┏━━
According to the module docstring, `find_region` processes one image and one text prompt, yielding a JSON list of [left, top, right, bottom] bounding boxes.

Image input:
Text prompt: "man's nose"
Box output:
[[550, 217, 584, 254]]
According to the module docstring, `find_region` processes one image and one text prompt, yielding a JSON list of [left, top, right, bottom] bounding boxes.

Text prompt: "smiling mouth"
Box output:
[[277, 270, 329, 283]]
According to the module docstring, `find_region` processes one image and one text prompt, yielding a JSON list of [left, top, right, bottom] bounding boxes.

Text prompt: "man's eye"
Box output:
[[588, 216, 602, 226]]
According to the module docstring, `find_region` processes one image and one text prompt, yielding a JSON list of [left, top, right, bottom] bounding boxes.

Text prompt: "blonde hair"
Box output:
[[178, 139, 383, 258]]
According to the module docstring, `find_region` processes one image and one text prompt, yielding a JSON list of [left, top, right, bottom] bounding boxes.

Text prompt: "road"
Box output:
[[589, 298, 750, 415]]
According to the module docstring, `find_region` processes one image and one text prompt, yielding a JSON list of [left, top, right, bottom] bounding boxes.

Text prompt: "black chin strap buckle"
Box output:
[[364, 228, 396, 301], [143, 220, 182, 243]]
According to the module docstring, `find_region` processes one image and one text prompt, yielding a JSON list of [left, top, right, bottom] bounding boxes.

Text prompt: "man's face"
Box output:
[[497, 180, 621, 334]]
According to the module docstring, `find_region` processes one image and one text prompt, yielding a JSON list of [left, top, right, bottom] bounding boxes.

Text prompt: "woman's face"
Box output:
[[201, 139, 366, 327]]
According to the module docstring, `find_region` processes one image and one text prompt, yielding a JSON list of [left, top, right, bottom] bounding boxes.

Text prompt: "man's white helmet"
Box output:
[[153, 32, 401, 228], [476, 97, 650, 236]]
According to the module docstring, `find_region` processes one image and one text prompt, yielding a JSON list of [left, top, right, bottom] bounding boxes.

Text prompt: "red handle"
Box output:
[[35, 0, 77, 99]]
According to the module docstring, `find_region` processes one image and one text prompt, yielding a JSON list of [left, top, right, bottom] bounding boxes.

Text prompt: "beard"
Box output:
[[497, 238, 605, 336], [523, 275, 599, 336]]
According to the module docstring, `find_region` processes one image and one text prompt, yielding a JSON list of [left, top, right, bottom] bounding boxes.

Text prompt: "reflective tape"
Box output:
┗━━
Which lines of the records above hold the word "face"? Copy each of them.

Text prompt: "man's face"
Text prompt: "woman's face"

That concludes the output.